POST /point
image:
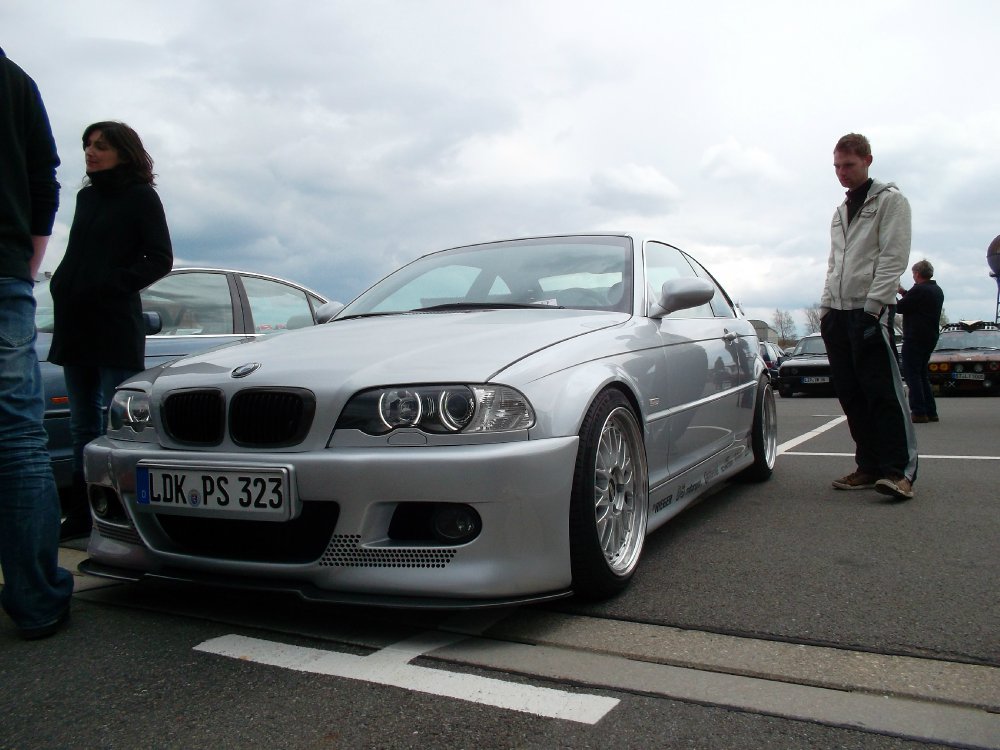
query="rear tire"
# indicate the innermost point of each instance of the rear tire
(609, 505)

####################

TASK PROMPT: Set down every record exactly as written, but drop the pictures.

ANSWER TO THE EXERCISE:
POST /point
image:
query="rear tire"
# indicate the innermost point of each instance of the rear tire
(609, 505)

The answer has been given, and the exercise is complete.